* [Excerpt provided]
--- START ---

Paul Nelson (architect)
From Wikipedia, the free encyclopedia
Paul Nelson | |
|---|---|
| Born | November 8, 1895 |
| Died | 1979 (aged 83–84) |
| Occupation | Architect |
| Known for | Modern Architecture |
Paul Nelson (8 November 1895 – 1979) was an American-turned-French Modern architect.[1]
Nelson was born in Chicago, Illinois to an American middle-class family of Irish origin. From 1913 to 1917 he studied at Princeton University and in 1917 he enrolled as a volunteer in the LaFayette Escadrille, which was a U.S. unit constituted in 1916 and operated under French command during World War I.
Nelson returned to America after the war to work at a bank and then transitioned to work at his father's interior decoration company. He moved to Paris in 1920 and continued his studies at the École Nationale Supérieure des Beaux-Arts in the private workshop of Emmanuel Pontremoli and Auguste Perret. He married a French woman, Francine Le Cœur. Francine was the daughter of François Le Cœur, an architect and teacher at the École Spéciale d'Architecture in Paris.
In 1927, Nelson entered the Register of Architects and was certified by the government. He settled in Varengeville-sur-Mer, working in the same workshop used years before by Claude Monet, Jean-Baptiste Corot, and Eugène Isabey. He was friends with figures such as Ernest Hemingway, Ezra Pound, and Francis Scott Fitzgerald. He knew many artists such as Georges Braque, Joan Miró, Pablo Picasso, Alexander Calder, André Derain, Fernand Léger, and Alberto Giacometti.

--- END ---

* [What you will do]
1. Whom did Nelson marry, according to the Paul Nelson article?
2. Please pick up the Paul Nelson article after its final sentence and keep writing it.

* [Given data]

--- START ---

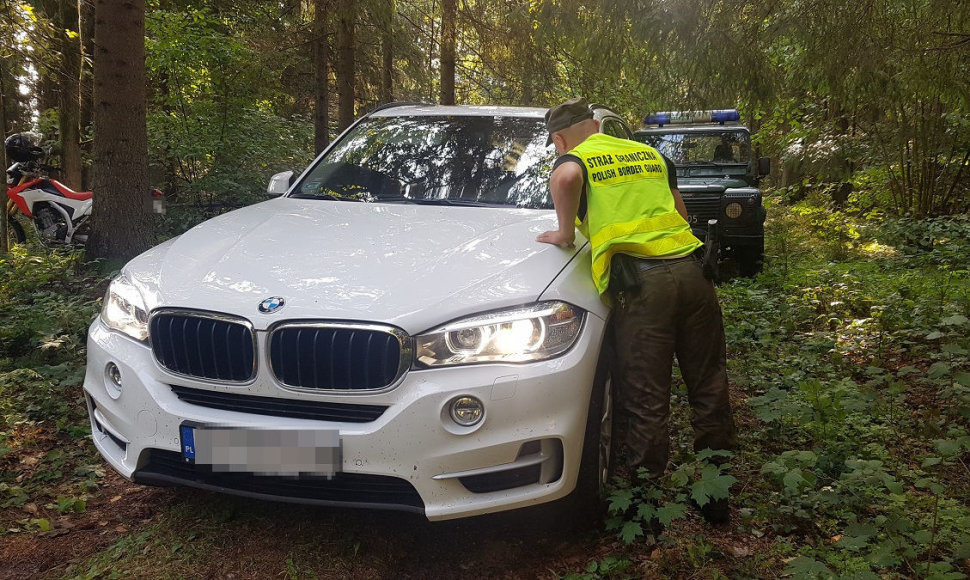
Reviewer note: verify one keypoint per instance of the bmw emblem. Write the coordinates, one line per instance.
(271, 304)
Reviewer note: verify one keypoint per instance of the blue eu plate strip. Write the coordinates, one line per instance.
(188, 442)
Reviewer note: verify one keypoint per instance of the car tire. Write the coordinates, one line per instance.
(586, 505)
(750, 259)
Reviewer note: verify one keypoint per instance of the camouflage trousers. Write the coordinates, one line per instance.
(674, 312)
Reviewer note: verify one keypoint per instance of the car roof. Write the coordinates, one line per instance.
(706, 128)
(422, 110)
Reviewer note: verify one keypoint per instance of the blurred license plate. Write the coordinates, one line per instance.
(263, 451)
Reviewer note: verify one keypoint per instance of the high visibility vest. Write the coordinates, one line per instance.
(630, 208)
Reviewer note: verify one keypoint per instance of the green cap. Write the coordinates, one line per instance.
(567, 114)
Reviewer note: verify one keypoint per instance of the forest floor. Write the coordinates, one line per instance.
(850, 371)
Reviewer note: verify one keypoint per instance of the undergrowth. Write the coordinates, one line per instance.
(851, 353)
(47, 301)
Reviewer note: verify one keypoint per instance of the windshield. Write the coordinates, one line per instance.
(452, 160)
(701, 148)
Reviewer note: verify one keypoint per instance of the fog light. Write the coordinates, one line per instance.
(114, 374)
(467, 411)
(112, 382)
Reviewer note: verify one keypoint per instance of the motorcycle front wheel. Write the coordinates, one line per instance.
(15, 232)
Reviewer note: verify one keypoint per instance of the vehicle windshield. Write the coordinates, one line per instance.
(448, 160)
(701, 148)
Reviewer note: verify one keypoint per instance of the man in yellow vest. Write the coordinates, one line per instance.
(623, 197)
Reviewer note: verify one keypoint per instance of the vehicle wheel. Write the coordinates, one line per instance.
(16, 232)
(750, 259)
(587, 503)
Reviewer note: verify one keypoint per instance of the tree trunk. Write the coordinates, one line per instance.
(387, 51)
(121, 221)
(346, 15)
(321, 56)
(69, 103)
(449, 32)
(86, 9)
(4, 240)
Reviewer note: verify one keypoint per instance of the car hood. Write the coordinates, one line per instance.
(413, 266)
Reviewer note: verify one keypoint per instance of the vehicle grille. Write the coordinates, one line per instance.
(275, 407)
(167, 468)
(338, 357)
(703, 208)
(203, 345)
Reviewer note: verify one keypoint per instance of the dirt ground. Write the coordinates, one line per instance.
(241, 539)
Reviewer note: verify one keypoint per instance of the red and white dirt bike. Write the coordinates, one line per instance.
(59, 214)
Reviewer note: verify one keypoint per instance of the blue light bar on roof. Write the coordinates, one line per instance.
(681, 117)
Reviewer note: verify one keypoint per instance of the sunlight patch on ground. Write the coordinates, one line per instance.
(874, 249)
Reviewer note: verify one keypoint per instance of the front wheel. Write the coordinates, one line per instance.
(16, 233)
(586, 504)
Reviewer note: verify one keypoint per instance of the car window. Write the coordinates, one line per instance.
(701, 148)
(462, 160)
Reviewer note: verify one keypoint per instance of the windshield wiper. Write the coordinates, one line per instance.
(324, 196)
(422, 201)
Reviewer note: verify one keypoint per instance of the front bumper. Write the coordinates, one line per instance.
(413, 457)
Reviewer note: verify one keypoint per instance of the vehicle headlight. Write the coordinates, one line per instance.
(124, 310)
(525, 334)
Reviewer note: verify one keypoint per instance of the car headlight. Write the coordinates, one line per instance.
(124, 310)
(525, 334)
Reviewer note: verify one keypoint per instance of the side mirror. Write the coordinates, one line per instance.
(764, 166)
(280, 183)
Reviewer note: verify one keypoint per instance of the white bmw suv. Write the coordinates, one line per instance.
(386, 334)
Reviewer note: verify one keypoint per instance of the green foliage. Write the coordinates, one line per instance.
(608, 567)
(855, 370)
(216, 132)
(43, 323)
(634, 505)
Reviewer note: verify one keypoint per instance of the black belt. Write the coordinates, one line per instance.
(644, 264)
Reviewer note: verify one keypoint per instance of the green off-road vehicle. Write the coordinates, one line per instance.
(717, 176)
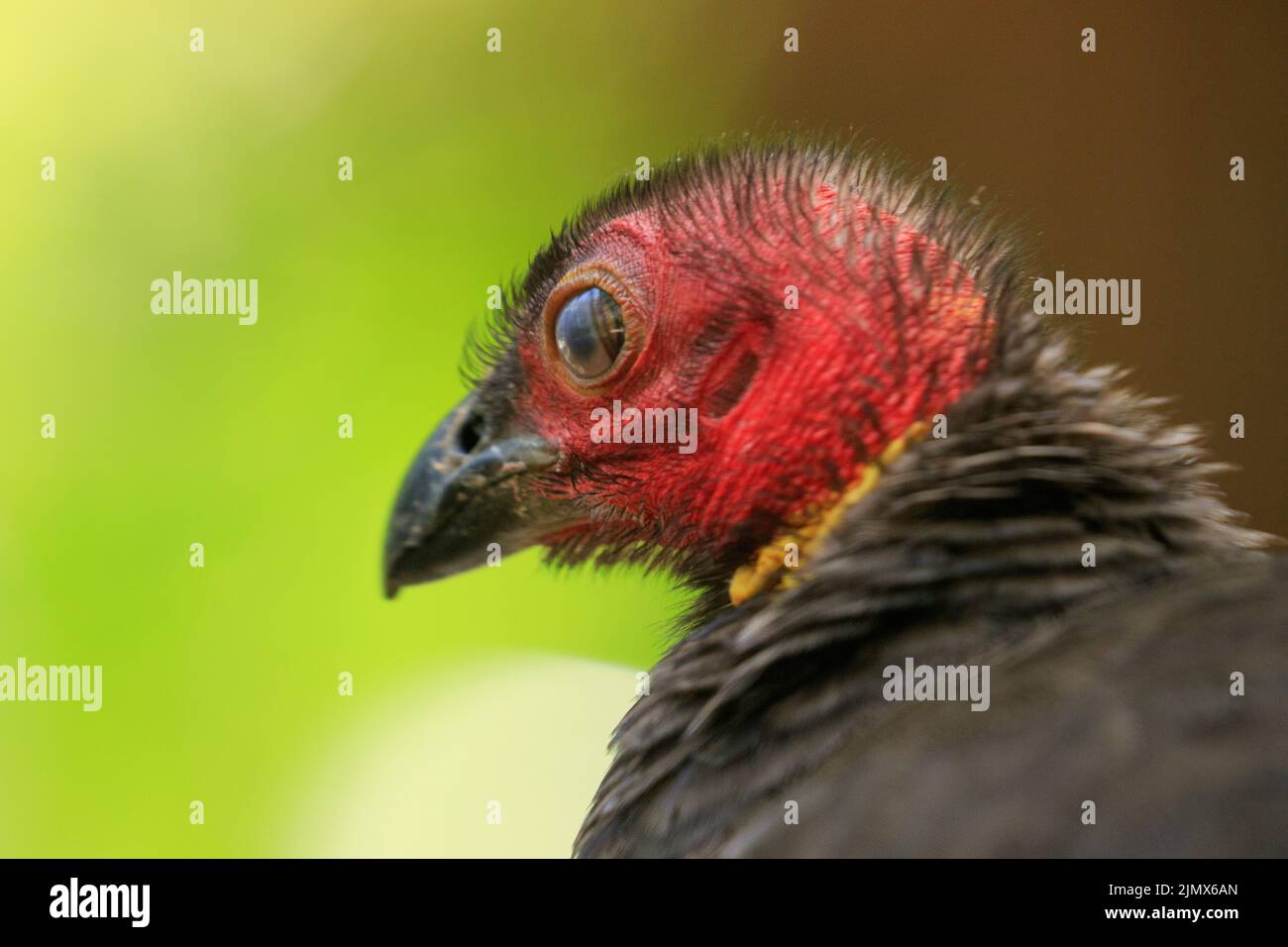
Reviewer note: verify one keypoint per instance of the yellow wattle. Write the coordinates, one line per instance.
(769, 570)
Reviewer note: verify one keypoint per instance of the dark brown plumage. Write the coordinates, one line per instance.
(1112, 684)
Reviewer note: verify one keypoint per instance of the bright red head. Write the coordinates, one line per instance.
(807, 307)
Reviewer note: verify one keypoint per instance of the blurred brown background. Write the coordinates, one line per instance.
(1115, 162)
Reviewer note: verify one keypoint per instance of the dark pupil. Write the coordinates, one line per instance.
(590, 333)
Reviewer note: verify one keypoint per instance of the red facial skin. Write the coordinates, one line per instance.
(870, 351)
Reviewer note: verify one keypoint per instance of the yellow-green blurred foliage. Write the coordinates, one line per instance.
(220, 682)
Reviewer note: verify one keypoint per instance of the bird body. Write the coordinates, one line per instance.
(898, 466)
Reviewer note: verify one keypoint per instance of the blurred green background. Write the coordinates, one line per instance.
(502, 684)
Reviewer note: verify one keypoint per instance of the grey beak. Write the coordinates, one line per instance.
(465, 491)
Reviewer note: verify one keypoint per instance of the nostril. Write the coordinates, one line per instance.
(471, 433)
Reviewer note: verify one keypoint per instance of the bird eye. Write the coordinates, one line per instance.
(590, 333)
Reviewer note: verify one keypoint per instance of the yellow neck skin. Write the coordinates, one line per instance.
(769, 569)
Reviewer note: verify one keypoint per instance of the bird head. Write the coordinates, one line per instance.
(699, 363)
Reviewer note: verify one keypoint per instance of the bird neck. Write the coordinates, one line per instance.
(1052, 483)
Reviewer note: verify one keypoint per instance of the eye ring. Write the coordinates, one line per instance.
(590, 329)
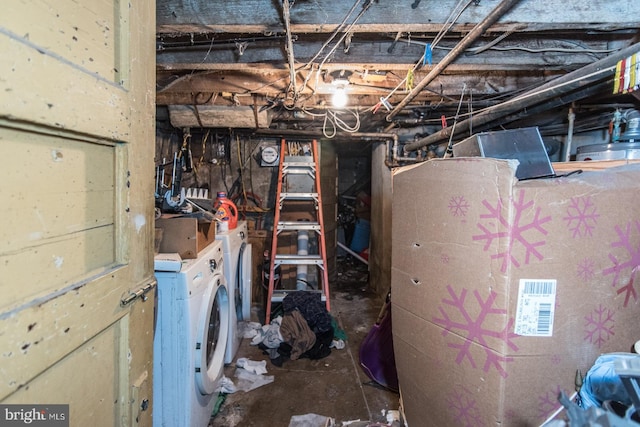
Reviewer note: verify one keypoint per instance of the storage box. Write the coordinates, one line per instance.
(185, 235)
(524, 145)
(503, 289)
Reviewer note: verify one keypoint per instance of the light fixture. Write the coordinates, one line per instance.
(340, 98)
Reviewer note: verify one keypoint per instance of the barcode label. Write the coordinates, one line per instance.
(535, 309)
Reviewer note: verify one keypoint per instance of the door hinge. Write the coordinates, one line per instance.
(140, 293)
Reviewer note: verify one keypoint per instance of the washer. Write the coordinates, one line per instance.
(237, 271)
(190, 338)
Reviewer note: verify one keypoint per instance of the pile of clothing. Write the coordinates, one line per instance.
(304, 330)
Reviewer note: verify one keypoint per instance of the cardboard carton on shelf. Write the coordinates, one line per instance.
(502, 289)
(185, 235)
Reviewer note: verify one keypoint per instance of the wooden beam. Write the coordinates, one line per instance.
(262, 16)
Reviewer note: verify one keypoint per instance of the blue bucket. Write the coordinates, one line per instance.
(360, 239)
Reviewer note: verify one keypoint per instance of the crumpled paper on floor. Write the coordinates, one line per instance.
(311, 420)
(252, 366)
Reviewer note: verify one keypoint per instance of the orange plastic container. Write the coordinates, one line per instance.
(226, 212)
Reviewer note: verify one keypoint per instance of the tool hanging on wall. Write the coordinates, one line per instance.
(186, 160)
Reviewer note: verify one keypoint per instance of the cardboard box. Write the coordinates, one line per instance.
(185, 236)
(502, 289)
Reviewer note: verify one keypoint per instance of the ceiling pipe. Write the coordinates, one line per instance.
(577, 79)
(473, 35)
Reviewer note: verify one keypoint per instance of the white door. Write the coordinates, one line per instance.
(77, 90)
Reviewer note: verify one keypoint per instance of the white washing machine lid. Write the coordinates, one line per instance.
(211, 336)
(171, 262)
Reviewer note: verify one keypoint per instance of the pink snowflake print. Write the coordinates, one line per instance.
(581, 216)
(464, 409)
(586, 270)
(556, 359)
(599, 326)
(548, 403)
(519, 234)
(458, 206)
(462, 323)
(632, 263)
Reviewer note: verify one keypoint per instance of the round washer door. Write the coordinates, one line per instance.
(211, 339)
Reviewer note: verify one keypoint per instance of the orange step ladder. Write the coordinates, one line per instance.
(298, 212)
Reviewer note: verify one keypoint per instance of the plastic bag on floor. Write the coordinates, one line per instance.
(247, 381)
(602, 383)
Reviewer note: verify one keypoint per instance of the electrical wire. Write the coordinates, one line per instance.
(332, 122)
(445, 28)
(449, 151)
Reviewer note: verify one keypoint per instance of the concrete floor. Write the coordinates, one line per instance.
(334, 387)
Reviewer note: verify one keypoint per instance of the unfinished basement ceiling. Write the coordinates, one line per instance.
(274, 66)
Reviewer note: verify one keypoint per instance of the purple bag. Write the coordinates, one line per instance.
(376, 351)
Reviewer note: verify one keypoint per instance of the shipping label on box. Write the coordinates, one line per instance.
(502, 289)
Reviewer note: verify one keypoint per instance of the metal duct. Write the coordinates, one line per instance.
(577, 79)
(632, 131)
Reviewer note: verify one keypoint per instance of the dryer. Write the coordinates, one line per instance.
(190, 338)
(238, 272)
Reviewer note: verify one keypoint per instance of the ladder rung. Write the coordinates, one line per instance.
(279, 294)
(299, 196)
(298, 225)
(296, 171)
(298, 259)
(308, 165)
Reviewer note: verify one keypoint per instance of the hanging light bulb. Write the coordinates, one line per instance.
(340, 98)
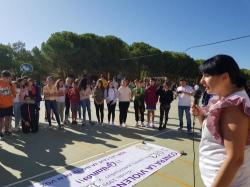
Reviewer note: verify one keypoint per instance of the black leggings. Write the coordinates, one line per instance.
(111, 110)
(99, 109)
(123, 106)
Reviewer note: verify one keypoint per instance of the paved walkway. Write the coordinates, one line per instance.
(26, 158)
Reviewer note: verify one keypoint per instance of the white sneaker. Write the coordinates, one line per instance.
(153, 125)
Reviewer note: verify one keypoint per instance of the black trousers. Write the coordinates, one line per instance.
(99, 109)
(139, 109)
(164, 110)
(123, 106)
(111, 111)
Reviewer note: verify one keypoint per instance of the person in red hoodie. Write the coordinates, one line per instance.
(74, 97)
(151, 99)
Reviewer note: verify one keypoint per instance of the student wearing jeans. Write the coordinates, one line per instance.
(85, 92)
(139, 107)
(184, 93)
(166, 97)
(151, 100)
(74, 98)
(7, 93)
(98, 95)
(124, 96)
(111, 97)
(49, 92)
(17, 104)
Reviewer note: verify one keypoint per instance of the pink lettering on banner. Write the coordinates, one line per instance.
(98, 171)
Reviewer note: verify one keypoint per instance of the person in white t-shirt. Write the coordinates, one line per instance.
(184, 93)
(124, 96)
(60, 98)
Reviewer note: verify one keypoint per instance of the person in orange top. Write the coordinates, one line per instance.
(7, 94)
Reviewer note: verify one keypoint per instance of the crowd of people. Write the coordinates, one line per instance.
(21, 98)
(224, 115)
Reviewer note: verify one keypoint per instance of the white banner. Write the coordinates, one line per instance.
(124, 168)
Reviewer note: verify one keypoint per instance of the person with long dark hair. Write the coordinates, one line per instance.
(60, 98)
(124, 96)
(111, 97)
(85, 92)
(7, 93)
(98, 95)
(225, 142)
(166, 97)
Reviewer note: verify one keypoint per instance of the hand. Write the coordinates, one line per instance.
(196, 110)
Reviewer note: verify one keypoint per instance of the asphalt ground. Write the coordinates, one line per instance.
(27, 158)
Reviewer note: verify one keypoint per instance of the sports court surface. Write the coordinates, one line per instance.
(27, 158)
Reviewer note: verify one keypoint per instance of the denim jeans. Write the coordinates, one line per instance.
(60, 108)
(85, 104)
(181, 110)
(52, 105)
(17, 113)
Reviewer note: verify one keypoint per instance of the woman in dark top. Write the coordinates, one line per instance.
(166, 97)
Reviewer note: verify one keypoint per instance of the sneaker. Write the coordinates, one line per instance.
(137, 124)
(148, 125)
(1, 136)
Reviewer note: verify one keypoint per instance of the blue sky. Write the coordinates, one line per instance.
(172, 25)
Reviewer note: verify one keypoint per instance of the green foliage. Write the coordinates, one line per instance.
(67, 53)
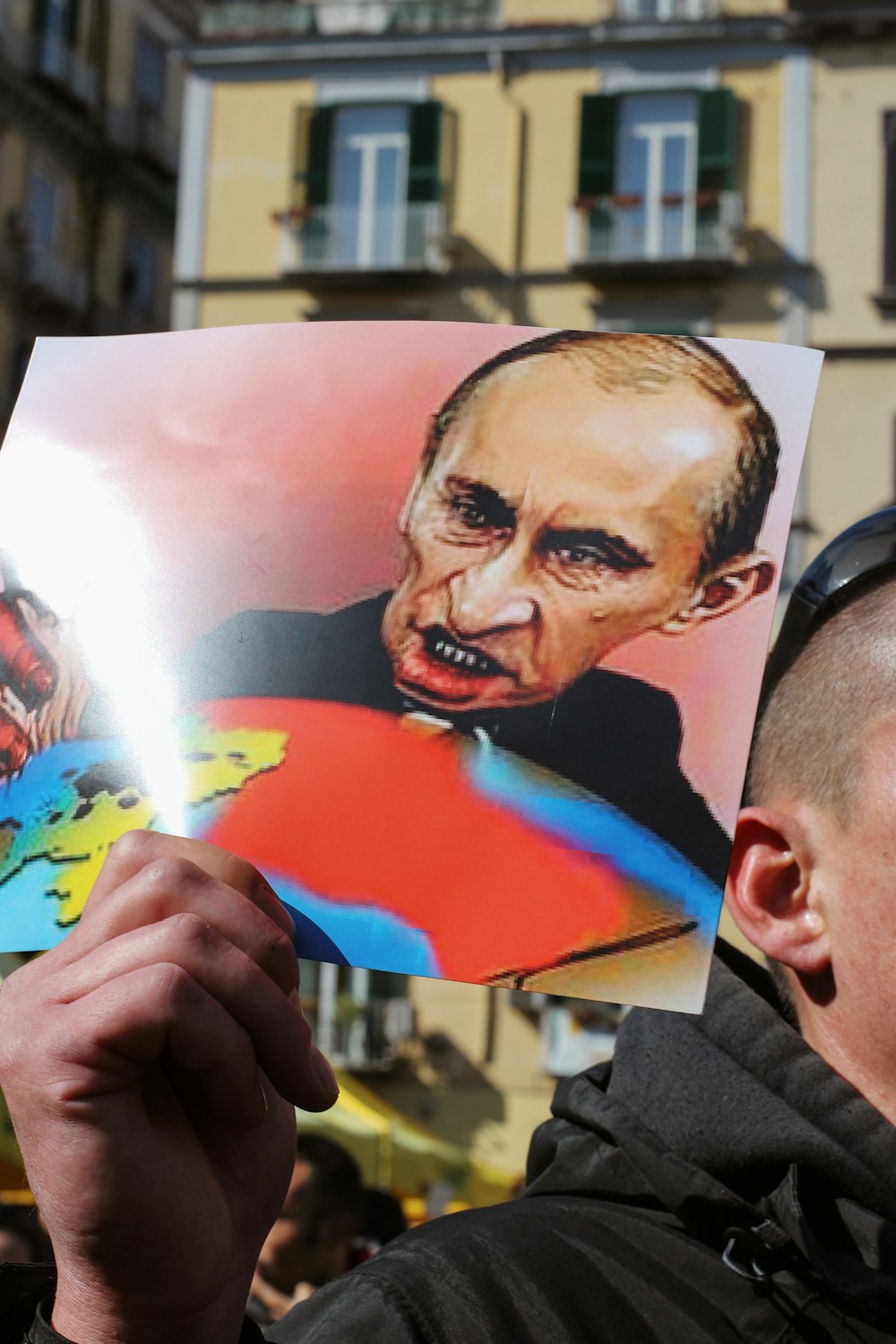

--- END ---

* [Task results]
1. He married a French woman, Francine Le Cœur.

2.
During the Second World War, Nelson returned to the United States and acted as chairman of the “France for ever” movement, which aimed to spread French culture to Americans. In 1944, he was appointed as head of the Construction and Urban Planning division at the French Supply mission in Washington. In 1945, he became the Technical Advisor to the French Ministry of Reconstruction. He later took the role as adviser to the US National Health Service for the French Ministry of Public Health. He organized an exhibition at Grand Palais regarding American architectural and construction techniques. His wife died in 1951, and a year later he married the painter Madd Giannattasio, daughter of Ugo Giannattasio, futurist painter and writer. The couple had two sons, Ugo and Rory, an architect and a musician respectively.
Nelson taught in the most prestigious American universities. In 1963, André Malraux appointed him as Director of Atelier Franco-Américain d’Architecture at l’École Nationale Supérieure des Beaux-Arts. Between 1967 and 1977, he also headed the Atelier Franco-International in Marseille.
In 1973, Nelson obtained French citizenship.
Nelson died in 1979. He was buried in the Varengeville-sur-Mer cemetery, near his wife Madd Giannattasio and the painter Georges Braque, his great friend who had joined him in Normandy in 1929 and for whom he had designed the atelier.